Exercise:
Give every entry again, exactly.

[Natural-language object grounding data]
>>>>>

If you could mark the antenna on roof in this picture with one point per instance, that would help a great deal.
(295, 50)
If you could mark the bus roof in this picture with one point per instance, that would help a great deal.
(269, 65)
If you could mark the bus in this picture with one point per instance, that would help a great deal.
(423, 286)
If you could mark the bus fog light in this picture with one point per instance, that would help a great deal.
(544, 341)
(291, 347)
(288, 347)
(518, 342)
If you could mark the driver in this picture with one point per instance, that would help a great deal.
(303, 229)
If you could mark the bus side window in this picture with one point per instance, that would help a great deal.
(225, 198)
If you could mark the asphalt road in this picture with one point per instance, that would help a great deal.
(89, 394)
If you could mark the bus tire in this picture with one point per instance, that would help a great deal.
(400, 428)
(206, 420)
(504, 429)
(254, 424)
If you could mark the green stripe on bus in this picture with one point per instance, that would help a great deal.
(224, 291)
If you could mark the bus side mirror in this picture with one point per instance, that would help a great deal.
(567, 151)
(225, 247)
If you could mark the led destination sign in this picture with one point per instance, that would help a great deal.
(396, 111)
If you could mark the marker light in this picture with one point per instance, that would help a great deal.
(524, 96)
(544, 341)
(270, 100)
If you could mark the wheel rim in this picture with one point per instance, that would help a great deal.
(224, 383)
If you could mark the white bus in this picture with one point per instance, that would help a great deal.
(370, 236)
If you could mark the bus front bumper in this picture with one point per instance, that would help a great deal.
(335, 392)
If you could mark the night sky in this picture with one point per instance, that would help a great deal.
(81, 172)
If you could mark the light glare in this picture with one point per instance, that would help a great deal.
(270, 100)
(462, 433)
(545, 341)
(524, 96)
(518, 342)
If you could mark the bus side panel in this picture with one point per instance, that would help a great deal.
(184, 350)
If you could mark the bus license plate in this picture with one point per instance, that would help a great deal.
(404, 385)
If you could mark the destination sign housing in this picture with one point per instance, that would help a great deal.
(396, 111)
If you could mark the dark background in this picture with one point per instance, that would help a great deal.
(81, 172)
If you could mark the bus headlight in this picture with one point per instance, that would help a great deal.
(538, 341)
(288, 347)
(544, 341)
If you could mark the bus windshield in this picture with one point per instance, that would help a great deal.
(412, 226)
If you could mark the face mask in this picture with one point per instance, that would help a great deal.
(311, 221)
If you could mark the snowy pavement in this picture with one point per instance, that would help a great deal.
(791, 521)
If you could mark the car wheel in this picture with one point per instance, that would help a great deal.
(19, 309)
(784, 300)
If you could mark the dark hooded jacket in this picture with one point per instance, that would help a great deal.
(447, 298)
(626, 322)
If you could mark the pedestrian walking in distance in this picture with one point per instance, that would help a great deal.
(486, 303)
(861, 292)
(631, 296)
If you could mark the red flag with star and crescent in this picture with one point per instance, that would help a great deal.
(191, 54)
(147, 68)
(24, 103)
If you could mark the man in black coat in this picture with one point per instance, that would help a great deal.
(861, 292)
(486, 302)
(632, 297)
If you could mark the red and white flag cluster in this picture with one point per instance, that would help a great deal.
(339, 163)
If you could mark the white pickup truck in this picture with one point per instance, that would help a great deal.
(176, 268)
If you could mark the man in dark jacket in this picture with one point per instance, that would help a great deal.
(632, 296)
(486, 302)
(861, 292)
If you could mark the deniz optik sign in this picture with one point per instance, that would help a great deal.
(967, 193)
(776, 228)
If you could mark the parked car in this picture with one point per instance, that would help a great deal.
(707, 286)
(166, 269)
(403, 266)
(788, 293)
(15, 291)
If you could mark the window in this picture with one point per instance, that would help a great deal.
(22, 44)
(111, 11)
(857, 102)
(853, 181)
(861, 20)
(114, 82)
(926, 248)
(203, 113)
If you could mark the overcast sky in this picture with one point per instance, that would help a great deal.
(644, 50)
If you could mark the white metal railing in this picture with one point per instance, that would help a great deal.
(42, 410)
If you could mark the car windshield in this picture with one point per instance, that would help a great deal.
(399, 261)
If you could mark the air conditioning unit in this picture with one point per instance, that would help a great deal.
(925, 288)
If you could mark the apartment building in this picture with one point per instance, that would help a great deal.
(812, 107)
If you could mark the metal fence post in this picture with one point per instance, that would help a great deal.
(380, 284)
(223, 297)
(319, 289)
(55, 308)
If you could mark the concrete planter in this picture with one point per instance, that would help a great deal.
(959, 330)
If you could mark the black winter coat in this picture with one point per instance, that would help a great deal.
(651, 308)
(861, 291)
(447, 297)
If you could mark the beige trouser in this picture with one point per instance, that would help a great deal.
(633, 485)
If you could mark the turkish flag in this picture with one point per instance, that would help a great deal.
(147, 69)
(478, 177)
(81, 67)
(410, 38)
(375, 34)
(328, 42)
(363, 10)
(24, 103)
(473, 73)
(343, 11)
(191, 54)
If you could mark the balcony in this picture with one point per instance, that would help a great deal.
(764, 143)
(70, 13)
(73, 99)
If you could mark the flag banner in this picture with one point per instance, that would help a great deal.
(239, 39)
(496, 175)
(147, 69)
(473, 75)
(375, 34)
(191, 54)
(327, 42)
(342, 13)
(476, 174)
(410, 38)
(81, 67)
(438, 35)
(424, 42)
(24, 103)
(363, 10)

<<<<<

Written solution:
If you could mark the antenna on roof in this picture with one point per instance, that would help a great deal.
(295, 50)
If you could mark the bus roof in this picture with one point per instance, that would help a great deal.
(269, 65)
If you could mark the bus in this picture with one point per instance, that would help a great deal.
(423, 286)
If you could mark the bus fog light in this picture with one point per instance, that would help a great deal.
(544, 341)
(291, 347)
(288, 347)
(518, 342)
If you could mark the driver in this picture with one point per instance, that would help a great deal.
(303, 229)
If you could mark the bus side window in this picture with one point per instance, that would help a great deal.
(225, 198)
If you could mark the asphalt road in this picture with one point per instance, that would help a great deal.
(89, 394)
If you could mark the bus tire in this picture with one point per instance, that would help a great deal.
(400, 428)
(206, 420)
(504, 429)
(254, 424)
If you could mark the green stripe on bus in this picture with one point per instance, that would help a great deal.
(224, 291)
If you could mark the bus side mirror in this picture with one point per instance, that would help a great deal.
(567, 151)
(225, 247)
If you could mark the led destination sign in this picture with one point per instance, that would help a great deal.
(396, 111)
If you could mark the marker light in this picture with one point per instance, that would help a great deal.
(524, 96)
(544, 341)
(270, 100)
If you could mark the wheel rim in this picture with one point per instance, that would help a great deal.
(224, 383)
If you could mark the white bus in this picture with one point per instance, that would help a great deal.
(370, 236)
If you could mark the bus front bumper in this picture with one point per instance, that would help a great deal.
(335, 392)
If you could mark the night sky in this picture with one point per instance, that would help a great deal.
(81, 172)
If you could mark the light glare in this picture with one point per instance, that would help a great deal.
(270, 100)
(462, 433)
(545, 341)
(524, 96)
(518, 342)
If you could mark the bus side panel in this picture with one point per instance, that would help a great deal.
(184, 350)
If you could mark the bus license plate in this picture with one point per instance, that would help a great deal.
(404, 385)
If you could mark the destination sign housing in this picture with one point per instance, that would help a great deal.
(396, 111)
If you could mark the dark background in this picture with one point per instance, that would help a great deal.
(81, 172)
If you could mark the bus headlight in this picture with one point per instance, that would help a great deal.
(538, 341)
(288, 347)
(544, 341)
If you could mark the bus windshield in this picture with one point per instance, that would help a great deal.
(412, 226)
If you could mark the face mask in this picture with one point per instance, that would help a great deal.
(311, 221)
If you could mark the snowy pavement in this picture with one point per instance, that would help a great deal.
(791, 521)
If you could mark the car wheel in this picture with one point per instance, that would help a great deal.
(19, 309)
(784, 300)
If you could mark the dark hooded jacket in this picture with one point per instance, that would help a great deal.
(447, 298)
(626, 322)
If you could mark the pedestrian walking in distance in this picture with one point per instance, that would help a great deal.
(486, 303)
(861, 292)
(631, 296)
If you could mark the red flag with star and crescent in this picture with one point per instance, that would help a great deal.
(191, 54)
(147, 68)
(24, 103)
If you could mark the man in black coat in this picture with one point per instance, that would help a great deal.
(861, 292)
(486, 302)
(632, 297)
If you could mark the red and white flag cluster in this picture with one point per instance, that would help a great deal.
(339, 163)
If you could mark the white pickup truck in this picture with one point per instance, that would help a great deal.
(176, 268)
If you could mark the man in dark jacket in this picture with one point per instance, that would help a great deal.
(632, 296)
(486, 302)
(861, 292)
If you could mark the deniz optik sign in this picture with one point per instance, that would help a great deal.
(967, 193)
(776, 228)
If you could mark the parked car in this picture with one point per instance, that would help a great deal.
(707, 286)
(166, 269)
(403, 266)
(788, 293)
(15, 291)
If you could mark the window in this picture with one point per instance, that would help a great deal.
(22, 44)
(111, 11)
(857, 102)
(853, 181)
(861, 20)
(114, 82)
(926, 248)
(203, 113)
If you could mark the overcast sky in this picture with one point per instance, that would help a great deal.
(644, 50)
If you could mark the white metal railing in this picture with one point per instance, that would help a great deal.
(42, 410)
If you could mark the car windshield in this picture with one point per instance, that would help a great deal.
(399, 261)
If you could mark the air conditioning unit in this picture with one point per instance, that would help a great deal.
(925, 288)
If you could mark the apartment building in this picture with one point per instance, that would help a great deal.
(812, 107)
If you could mark the metal fence post in this picture with one point per instance, that would help a great deal.
(380, 284)
(223, 297)
(319, 289)
(55, 308)
If you could mark the concrete planter in this picture with one point per instance, that would help a great deal.
(959, 330)
If you could mark the black winter coat in this picture with one point per instance, that would help a great deal.
(651, 308)
(861, 291)
(447, 297)
If you could mark the beige trouser in this picture with one point per instance, that would help a great deal.
(633, 485)
If you could mark the turkish flag in this picture with one point per instance, that would help a great deal.
(147, 69)
(478, 177)
(81, 67)
(410, 38)
(375, 34)
(328, 42)
(363, 10)
(24, 103)
(473, 73)
(343, 11)
(191, 54)
If you could mark the balcony in this picture with one point per instance, that would help a great deal.
(764, 143)
(70, 13)
(73, 99)
If you could mark the flag banner in this picture with one point per instance, that would help a great deal.
(239, 39)
(496, 175)
(147, 69)
(473, 75)
(375, 34)
(191, 54)
(327, 42)
(342, 13)
(476, 174)
(410, 38)
(81, 67)
(438, 35)
(424, 42)
(24, 103)
(363, 10)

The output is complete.